* Work instruction *
Everything in the listing below needs restating exactly, apart from the pictures.

* Input records *
-- Opening Marker --
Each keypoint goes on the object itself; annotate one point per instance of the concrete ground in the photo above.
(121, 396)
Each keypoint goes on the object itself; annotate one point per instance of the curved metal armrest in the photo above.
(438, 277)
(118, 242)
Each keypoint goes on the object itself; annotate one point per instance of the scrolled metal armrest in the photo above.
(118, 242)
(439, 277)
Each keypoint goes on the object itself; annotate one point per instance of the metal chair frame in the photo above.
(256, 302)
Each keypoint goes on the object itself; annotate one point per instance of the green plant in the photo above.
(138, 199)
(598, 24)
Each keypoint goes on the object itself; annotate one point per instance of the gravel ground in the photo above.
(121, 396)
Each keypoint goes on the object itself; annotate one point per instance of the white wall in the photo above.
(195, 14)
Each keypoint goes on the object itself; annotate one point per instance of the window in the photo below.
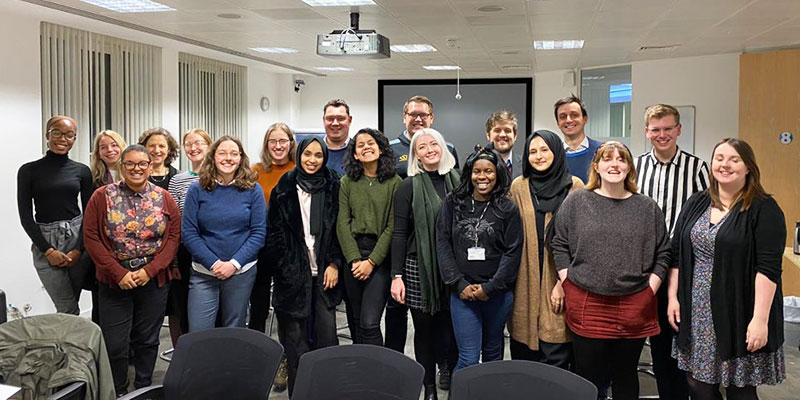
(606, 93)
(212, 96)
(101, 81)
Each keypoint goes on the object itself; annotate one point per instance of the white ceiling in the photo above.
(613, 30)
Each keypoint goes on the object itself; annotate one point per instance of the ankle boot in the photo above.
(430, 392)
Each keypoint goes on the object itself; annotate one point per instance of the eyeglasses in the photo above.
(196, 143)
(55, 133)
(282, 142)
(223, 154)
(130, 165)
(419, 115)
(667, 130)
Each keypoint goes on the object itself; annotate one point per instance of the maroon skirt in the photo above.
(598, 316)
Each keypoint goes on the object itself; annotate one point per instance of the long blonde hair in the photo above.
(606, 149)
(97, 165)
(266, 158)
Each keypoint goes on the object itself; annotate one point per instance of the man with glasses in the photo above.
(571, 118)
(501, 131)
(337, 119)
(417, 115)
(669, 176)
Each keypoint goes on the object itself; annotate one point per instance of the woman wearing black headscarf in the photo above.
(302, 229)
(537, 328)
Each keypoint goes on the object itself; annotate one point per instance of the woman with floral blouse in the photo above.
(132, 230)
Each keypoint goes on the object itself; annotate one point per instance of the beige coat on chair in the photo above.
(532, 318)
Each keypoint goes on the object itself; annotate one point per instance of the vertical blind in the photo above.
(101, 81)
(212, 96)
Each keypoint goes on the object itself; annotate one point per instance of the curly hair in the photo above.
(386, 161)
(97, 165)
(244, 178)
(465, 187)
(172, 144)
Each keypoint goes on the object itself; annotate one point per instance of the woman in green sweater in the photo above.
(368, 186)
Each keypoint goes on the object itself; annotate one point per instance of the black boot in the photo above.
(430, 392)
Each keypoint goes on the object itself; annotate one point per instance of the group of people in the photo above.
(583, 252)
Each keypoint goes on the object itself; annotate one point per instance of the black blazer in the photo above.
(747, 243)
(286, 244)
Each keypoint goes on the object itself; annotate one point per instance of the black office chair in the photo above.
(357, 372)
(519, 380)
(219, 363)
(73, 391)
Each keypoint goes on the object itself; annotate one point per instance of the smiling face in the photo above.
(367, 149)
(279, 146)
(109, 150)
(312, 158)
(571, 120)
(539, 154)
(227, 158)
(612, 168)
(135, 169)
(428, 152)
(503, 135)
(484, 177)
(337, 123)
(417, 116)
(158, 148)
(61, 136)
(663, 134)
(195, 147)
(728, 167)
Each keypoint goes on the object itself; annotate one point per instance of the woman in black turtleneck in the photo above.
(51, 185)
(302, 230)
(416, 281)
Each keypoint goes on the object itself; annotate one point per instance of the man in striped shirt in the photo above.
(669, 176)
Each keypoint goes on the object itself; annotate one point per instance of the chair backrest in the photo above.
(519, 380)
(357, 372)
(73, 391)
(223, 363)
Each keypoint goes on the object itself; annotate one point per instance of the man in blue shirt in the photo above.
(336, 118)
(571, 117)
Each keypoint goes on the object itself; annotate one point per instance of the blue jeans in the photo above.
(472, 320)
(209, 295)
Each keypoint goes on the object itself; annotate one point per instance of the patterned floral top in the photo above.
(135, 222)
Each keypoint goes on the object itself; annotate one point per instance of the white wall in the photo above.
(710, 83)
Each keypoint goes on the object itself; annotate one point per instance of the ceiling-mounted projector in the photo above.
-- Closing Marker --
* Written solution *
Each keypoint goes on the object itself; annotate one point per instance of the concrete ground in the photo above.
(121, 396)
Each keypoint goes on the object itself; annotate one point per instance of the curved metal armrest in the photo above.
(438, 277)
(118, 242)
Each keypoint goes on the object itself; annotate one point per instance of the scrolled metal armrest in the photo above.
(118, 242)
(439, 277)
Each keypoint goes on the object itself; annotate one point per instance of the metal chair frame in the photo above.
(256, 302)
Each keypoint goes on the object itself; annotate one point per instance of the green plant in the photo above.
(138, 199)
(598, 24)
Each keypoint goes on the object itself; annotate one point per instance of the gravel ground in the photo above.
(121, 396)
Each keypoint goes on the object itself; annotate one point per instance of the white wall in the photo above.
(195, 14)
Each keypoint goes on the object itself; annotate one point per instance of the window in the photo below.
(606, 93)
(212, 96)
(101, 81)
Each keypoint goes on the object itself; annotate one point per instance of the white ceiling in the photo above.
(613, 30)
Each keypoint goes on the object itself; annotate one point per instance of the ankle boot in the photo above.
(430, 392)
Each keypoint goes on the object itself; annotate one point per instance of the eyeglasses in the photo above.
(196, 143)
(55, 133)
(282, 142)
(223, 154)
(130, 165)
(419, 115)
(667, 130)
Each keypoint goes on the object itself; annotate one point per instance of the maroon skirt in the photo above.
(598, 316)
Each keypoint goes on the object itself; annotate one point per instance of the long blonde hair in the photo above.
(606, 149)
(97, 165)
(266, 158)
Each keypoint goes on the object itself; annotate one point per instance of the man with glasses in the photo above.
(571, 118)
(501, 131)
(337, 119)
(417, 115)
(669, 176)
Each keypoint goes on the object itself; annotate one point per instance of the woman wearing black headscarf in the photo above.
(302, 229)
(537, 328)
Each keypoint goes on the object itself; annotate one point per instance of the woman with floral blouse in the photo above.
(132, 230)
Each keypoint goes on the object itself; annotate one point per instance of the beige coat on chair in the photo above.
(532, 318)
Each keypoint goes on the object itself; annotate one point per instance of the vertical blind in the photo above.
(101, 81)
(212, 96)
Each keypoint goes on the object itself; annotate one point per instance of the curly hair in the photo above.
(386, 161)
(97, 165)
(244, 178)
(465, 187)
(172, 144)
Each keypoint goes on the object itself; annotate one point per instance of the woman in green sweater in the photo above.
(368, 186)
Each keypoint goes on the object itself; annotate one point per instance of the black boot in the photo above.
(430, 392)
Each keypoint goes on the object itself; annotate one point per instance of the group of people in the photo above.
(583, 252)
Each keypoint goes on the object itself; annotate one point per instance of the black blazer in the photo above.
(747, 243)
(286, 244)
Each keypoint goes on the object itself; annotate one point per instance of the black office chair in the photo above.
(357, 372)
(519, 380)
(219, 363)
(73, 391)
Each keypoint goes on the object itself; annotate one point per instance of the smiling face in the photo above.
(367, 149)
(279, 146)
(109, 150)
(312, 158)
(571, 120)
(539, 154)
(227, 158)
(612, 168)
(135, 169)
(428, 152)
(503, 135)
(484, 177)
(337, 123)
(417, 116)
(158, 148)
(61, 136)
(663, 134)
(195, 147)
(728, 167)
Each keypoint goes on the object itself; annotate one point per instance of the woman in black turtleneck in the photo above.
(51, 185)
(302, 230)
(416, 281)
Each keypoint goes on the object itself; annotate one point per instance of the man in striped shirt in the photo above.
(669, 176)
Each keypoint goes on the object itself; annotate one point per instance of the chair backrest in the photo above.
(519, 380)
(357, 372)
(73, 391)
(223, 363)
Each keypoint goes on the object itself; annotate one point per instance of the man in blue shirt in the photo above.
(336, 118)
(571, 117)
Each keypoint goes on the object itself; annotate one point per instance of the blue jeans in the photo above.
(472, 320)
(209, 295)
Each keypoint goes on the object itself; annotate one point per instance of the patterned floral top in the photo above.
(135, 222)
Each keypoint goes on the object itself; annotate one point per instance of the white wall in the photo above.
(710, 83)
Each keypoint goes on the object itself; annotate one point per instance of the ceiling-mounted projector in the photo above.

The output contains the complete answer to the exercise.